Would you set down every entry shown below, precisely as written?

- **EXTRACTED DATA**:
-- -- --
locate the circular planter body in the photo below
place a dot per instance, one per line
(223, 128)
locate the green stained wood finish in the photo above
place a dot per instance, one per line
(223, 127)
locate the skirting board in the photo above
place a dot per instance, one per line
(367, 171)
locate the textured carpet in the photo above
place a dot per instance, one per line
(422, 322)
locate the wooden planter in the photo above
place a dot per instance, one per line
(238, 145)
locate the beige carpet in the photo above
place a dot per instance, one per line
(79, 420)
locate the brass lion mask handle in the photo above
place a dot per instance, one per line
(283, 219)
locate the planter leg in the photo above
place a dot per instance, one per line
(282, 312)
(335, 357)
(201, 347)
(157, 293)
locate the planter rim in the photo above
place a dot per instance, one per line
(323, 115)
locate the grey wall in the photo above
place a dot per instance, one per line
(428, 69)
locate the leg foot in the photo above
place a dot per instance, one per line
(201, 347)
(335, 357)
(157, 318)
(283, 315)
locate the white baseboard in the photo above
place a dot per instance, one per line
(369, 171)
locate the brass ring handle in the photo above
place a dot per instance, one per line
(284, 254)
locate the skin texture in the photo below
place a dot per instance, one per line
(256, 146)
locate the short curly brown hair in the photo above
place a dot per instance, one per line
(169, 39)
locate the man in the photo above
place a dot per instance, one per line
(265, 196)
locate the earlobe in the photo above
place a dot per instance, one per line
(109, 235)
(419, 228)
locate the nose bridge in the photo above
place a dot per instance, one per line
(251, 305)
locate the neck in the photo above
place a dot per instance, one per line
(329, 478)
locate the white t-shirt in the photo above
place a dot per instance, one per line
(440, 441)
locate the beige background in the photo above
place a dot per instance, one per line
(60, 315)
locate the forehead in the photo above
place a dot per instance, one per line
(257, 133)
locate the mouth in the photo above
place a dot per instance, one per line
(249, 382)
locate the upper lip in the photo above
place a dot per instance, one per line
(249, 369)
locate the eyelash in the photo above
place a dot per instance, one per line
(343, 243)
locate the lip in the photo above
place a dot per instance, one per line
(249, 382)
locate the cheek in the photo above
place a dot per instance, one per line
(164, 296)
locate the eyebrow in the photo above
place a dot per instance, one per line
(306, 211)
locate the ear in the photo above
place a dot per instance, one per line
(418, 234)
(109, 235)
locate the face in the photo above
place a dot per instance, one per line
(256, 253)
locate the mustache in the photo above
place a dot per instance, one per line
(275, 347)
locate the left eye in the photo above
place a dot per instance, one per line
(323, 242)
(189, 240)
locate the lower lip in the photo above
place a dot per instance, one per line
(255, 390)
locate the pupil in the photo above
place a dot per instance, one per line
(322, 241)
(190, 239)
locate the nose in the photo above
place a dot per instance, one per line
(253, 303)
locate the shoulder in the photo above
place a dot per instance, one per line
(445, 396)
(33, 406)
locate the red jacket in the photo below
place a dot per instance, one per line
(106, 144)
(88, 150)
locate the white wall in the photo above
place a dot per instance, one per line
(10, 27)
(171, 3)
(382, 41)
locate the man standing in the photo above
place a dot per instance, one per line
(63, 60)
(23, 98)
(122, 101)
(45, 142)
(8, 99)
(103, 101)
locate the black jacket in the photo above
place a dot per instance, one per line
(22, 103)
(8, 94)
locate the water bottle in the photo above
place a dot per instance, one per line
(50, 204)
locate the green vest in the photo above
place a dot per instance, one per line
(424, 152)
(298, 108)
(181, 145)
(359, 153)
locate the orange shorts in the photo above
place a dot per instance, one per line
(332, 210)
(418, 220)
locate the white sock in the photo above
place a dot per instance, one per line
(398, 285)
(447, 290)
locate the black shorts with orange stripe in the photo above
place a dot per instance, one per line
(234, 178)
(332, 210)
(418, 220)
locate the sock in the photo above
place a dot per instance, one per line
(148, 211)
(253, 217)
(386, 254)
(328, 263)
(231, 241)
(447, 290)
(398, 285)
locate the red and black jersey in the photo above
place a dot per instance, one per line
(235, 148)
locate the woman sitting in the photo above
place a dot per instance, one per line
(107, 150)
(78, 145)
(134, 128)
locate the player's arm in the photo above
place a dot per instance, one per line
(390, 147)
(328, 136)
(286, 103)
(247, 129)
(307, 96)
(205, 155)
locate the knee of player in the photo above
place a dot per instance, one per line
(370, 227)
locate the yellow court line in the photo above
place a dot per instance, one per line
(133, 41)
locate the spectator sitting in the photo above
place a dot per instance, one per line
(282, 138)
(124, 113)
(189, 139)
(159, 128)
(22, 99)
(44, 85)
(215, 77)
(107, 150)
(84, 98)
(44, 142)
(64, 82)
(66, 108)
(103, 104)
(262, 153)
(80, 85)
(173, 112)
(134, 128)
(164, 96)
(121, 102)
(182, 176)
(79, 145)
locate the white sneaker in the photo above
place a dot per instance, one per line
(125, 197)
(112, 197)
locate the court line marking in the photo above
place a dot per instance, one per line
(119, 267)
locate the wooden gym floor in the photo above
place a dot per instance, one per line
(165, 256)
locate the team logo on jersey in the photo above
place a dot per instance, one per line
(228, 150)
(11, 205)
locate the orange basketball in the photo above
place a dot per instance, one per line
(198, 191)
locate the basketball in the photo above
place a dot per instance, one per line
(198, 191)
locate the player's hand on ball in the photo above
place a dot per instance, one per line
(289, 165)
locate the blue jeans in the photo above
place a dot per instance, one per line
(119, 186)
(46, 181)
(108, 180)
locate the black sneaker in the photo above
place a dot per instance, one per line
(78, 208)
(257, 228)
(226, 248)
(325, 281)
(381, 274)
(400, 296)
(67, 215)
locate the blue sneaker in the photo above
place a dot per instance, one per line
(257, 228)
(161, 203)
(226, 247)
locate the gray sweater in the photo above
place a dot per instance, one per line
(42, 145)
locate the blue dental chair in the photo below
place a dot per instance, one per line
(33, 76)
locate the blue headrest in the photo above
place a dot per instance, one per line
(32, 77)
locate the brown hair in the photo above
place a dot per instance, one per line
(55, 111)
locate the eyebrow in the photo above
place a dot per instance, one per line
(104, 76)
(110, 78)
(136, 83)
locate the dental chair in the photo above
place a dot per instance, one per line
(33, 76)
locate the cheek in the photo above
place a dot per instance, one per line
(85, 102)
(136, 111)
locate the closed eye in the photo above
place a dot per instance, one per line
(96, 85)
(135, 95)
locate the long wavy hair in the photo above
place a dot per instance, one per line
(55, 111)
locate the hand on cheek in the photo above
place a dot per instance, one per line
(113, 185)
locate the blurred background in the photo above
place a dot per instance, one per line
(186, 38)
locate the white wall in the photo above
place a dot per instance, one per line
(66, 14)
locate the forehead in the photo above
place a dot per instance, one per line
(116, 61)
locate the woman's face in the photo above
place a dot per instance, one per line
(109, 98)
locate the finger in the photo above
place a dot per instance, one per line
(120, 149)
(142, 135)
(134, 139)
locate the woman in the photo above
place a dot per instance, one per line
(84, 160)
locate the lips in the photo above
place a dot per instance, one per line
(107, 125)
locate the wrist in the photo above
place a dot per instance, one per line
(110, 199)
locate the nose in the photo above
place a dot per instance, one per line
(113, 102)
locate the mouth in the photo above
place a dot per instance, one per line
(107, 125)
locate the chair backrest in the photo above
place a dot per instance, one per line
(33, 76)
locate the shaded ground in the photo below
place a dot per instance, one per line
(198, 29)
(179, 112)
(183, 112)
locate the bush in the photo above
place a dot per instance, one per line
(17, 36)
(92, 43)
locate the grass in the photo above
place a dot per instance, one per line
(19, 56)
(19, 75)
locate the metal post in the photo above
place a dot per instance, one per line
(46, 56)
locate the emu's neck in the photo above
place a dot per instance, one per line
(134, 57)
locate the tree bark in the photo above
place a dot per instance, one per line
-- -- --
- **ANSWER FOR THE TASK**:
locate the circular planter body in the photo below
place a dot per instance, one per line
(223, 128)
locate the green stained wood finish in the photo above
place a dot per instance, one per line
(223, 127)
locate the skirting board in the photo above
place a dot per instance, one per line
(367, 171)
locate the textured carpet in the photo above
place a dot per instance, one per line
(422, 322)
locate the wooden planter in the photo above
place a dot per instance, one per line
(238, 145)
locate the beige carpet in the photo above
place a dot per instance, one per line
(79, 420)
locate the brass lion mask handle in the photo above
place a dot per instance, one per line
(283, 219)
locate the planter leg in the photo above
place a dot per instance, one per line
(282, 312)
(335, 357)
(201, 347)
(157, 293)
locate the planter rim in the photo above
place a dot per instance, one per line
(323, 115)
locate the grey wall in the photo above
place a dot per instance, one per line
(428, 69)
locate the leg foot in the photo above
place a dot per instance, one per line
(201, 347)
(335, 357)
(157, 318)
(283, 315)
locate the white baseboard in the photo above
place a dot per instance, one per line
(369, 171)
locate the brass ring handle in the photo above
place a dot per instance, one per line
(284, 254)
locate the skin texture in the photo below
place a dot per instance, one per line
(256, 146)
locate the short curly brown hair in the photo above
place a dot per instance, one per line
(169, 39)
locate the man in the photo above
place a dot per instance, one per line
(265, 196)
locate the earlobe in the photo above
place a dot per instance, one per line
(109, 235)
(419, 228)
locate the nose bridge in the photo above
place a dot per instance, one per line
(251, 305)
locate the neck in the photo above
place a dot per instance, one per line
(329, 478)
locate the white t-shirt in the photo above
place a dot per instance, one per line
(440, 441)
locate the beige background in the photo above
place a dot per instance, one per line
(60, 315)
locate the forehead in the photo above
place a dot per instance, one per line
(257, 133)
locate the mouth in the photo above
place a dot per instance, one per line
(249, 382)
locate the upper lip in the photo above
place a dot per instance, one per line
(249, 369)
locate the eyelash in the photo above
place a dot per instance, one per line
(343, 243)
locate the lip in the photo above
place a dot per instance, one per line
(249, 382)
locate the cheek in the photo above
place a dot per instance, one per line
(164, 296)
locate the eyebrow in the photo above
place a dot per instance, one per line
(306, 211)
locate the ear in the photo above
place a dot per instance, one per line
(418, 234)
(109, 235)
locate the face in the photo above
place a dot per instance, one per line
(256, 253)
locate the mustache in the photo above
place a dot per instance, one per line
(275, 347)
locate the left eye in the photo above
place a dot per instance, one per line
(323, 242)
(189, 240)
locate the lower lip in the photo above
place a dot per instance, one per line
(255, 390)
locate the pupil in the photo above
place a dot per instance, one per line
(322, 241)
(190, 239)
locate the nose in the photo above
place a dot per instance, one per line
(253, 303)
locate the shoulder in the photo above
place a dot per instance, one per line
(445, 396)
(33, 406)
locate the red jacket in the photo below
place a dot per instance, one per line
(106, 144)
(88, 150)
locate the white wall in the photo above
place a dot per instance, one per line
(10, 27)
(171, 3)
(382, 41)
locate the man standing in the photo above
place a dot per instance, one per line
(63, 60)
(23, 98)
(122, 101)
(45, 142)
(8, 99)
(103, 101)
locate the black jacket in the photo above
place a dot per instance, one per line
(22, 103)
(8, 94)
locate the water bottle in the photo above
place a dot per instance, one per line
(50, 204)
locate the green vest in the photo above
place a dot per instance, one per line
(424, 152)
(298, 108)
(181, 145)
(359, 153)
locate the orange shorts in the photo above
place a dot per instance, one per line
(332, 210)
(418, 220)
locate the white sock in the photo above
place a dot per instance, one per line
(398, 285)
(447, 290)
locate the black shorts with orange stripe in the photo above
place a dot per instance, one per line
(234, 178)
(332, 210)
(418, 220)
locate the sock in the photo above
place a dot per instance, one per line
(148, 211)
(253, 217)
(386, 254)
(328, 263)
(231, 241)
(447, 290)
(398, 285)
locate the red and black jersey in the photo above
place a dot per instance, one per line
(235, 148)
locate the woman sitting in the photo above
place a dot per instance, one per line
(107, 150)
(78, 145)
(134, 128)
locate the player's arm in the photo above
place a dot per instance, one per line
(390, 147)
(328, 136)
(286, 103)
(247, 129)
(307, 96)
(205, 155)
locate the knee of player in the photo above
place a dot per instance, one per line
(370, 227)
locate the yellow court line in the photo above
place a dot per instance, one per line
(133, 41)
locate the spectator sitting in the photo above
place a dot per instance, one per line
(282, 138)
(124, 113)
(189, 139)
(159, 128)
(22, 99)
(44, 85)
(215, 77)
(107, 150)
(84, 98)
(44, 142)
(64, 82)
(66, 108)
(103, 104)
(262, 153)
(80, 85)
(173, 112)
(134, 128)
(164, 96)
(121, 102)
(182, 176)
(79, 145)
locate the white sneaker in the photo above
place a dot per instance, one per line
(125, 197)
(112, 197)
locate the court line marking in the photo above
place a dot per instance, one per line
(119, 267)
locate the wooden gym floor in the photo above
place a dot per instance, one per line
(165, 256)
locate the team logo on jersey in the photo above
place a dot per instance, one per line
(228, 150)
(11, 205)
locate the orange basketball in the photo above
place a dot per instance, one per line
(198, 191)
locate the basketball in the photo above
place a dot per instance, one per line
(198, 191)
locate the player's hand on ball in the photo above
place a dot per instance, one per line
(289, 165)
locate the blue jeans in the photo above
place a dot per instance, one per line
(119, 186)
(46, 181)
(108, 180)
locate the black sneaker in the photo above
place a dot per instance, one per line
(78, 208)
(257, 228)
(226, 248)
(325, 281)
(381, 274)
(400, 296)
(67, 215)
locate the blue sneaker in the photo above
place a dot per instance, one per line
(257, 228)
(161, 203)
(226, 247)
locate the gray sweater in the photo above
place a dot per instance, one per line
(42, 145)
locate the blue dental chair in the photo below
place a dot per instance, one per line
(33, 76)
locate the blue headrest in the photo above
place a dot per instance, one per line
(32, 77)
locate the brown hair in the photo above
place a dot per instance, one per line
(55, 111)
locate the eyebrow in the photo above
place a dot per instance, one per line
(104, 76)
(110, 78)
(136, 83)
locate the dental chair in the photo above
place a dot per instance, one per line
(33, 76)
locate the cheek in the photo above
place a dot per instance, one per line
(85, 102)
(136, 111)
locate the closed eye in the photo above
place a dot per instance, one per line
(96, 85)
(135, 95)
locate the long wavy hair in the photo above
place a dot per instance, one per line
(55, 111)
locate the hand on cheek in the photo above
place a dot per instance, one per line
(113, 185)
locate the blurred background in the photo above
place a dot per instance, one per line
(186, 38)
locate the white wall in the photo above
place a dot per instance, one per line
(66, 14)
locate the forehead in the photo above
place a dot per instance, one per line
(116, 61)
locate the woman's face in the photo above
place a dot per instance, one per line
(109, 98)
locate the finger in the photo above
place a dot per instance, one per line
(120, 149)
(142, 135)
(134, 139)
locate the woman in the photo above
place a dot per instance, one per line
(84, 160)
locate the lips in the photo above
place a dot per instance, one per line
(107, 125)
locate the wrist in the photo above
place a dot per instance, one per line
(110, 199)
locate the nose in the photo above
place a dot per instance, one per line
(113, 102)
locate the mouth in the photo above
place a dot per instance, one per line
(107, 125)
locate the chair backrest in the photo above
place a dot per instance, one per line
(33, 76)
locate the shaded ground in the photo below
place a dot per instance, one per line
(198, 29)
(179, 112)
(183, 112)
locate the bush in the photo above
place a dot per instance, one per line
(17, 36)
(92, 43)
locate the grass in the photo above
place a dot per instance, one per line
(19, 56)
(19, 75)
locate the metal post in the photo above
place a dot per instance, one per line
(46, 56)
locate the emu's neck in the photo above
place a dot per instance, one per line
(134, 57)
locate the tree bark in the photo above
place a dot per instance, one per line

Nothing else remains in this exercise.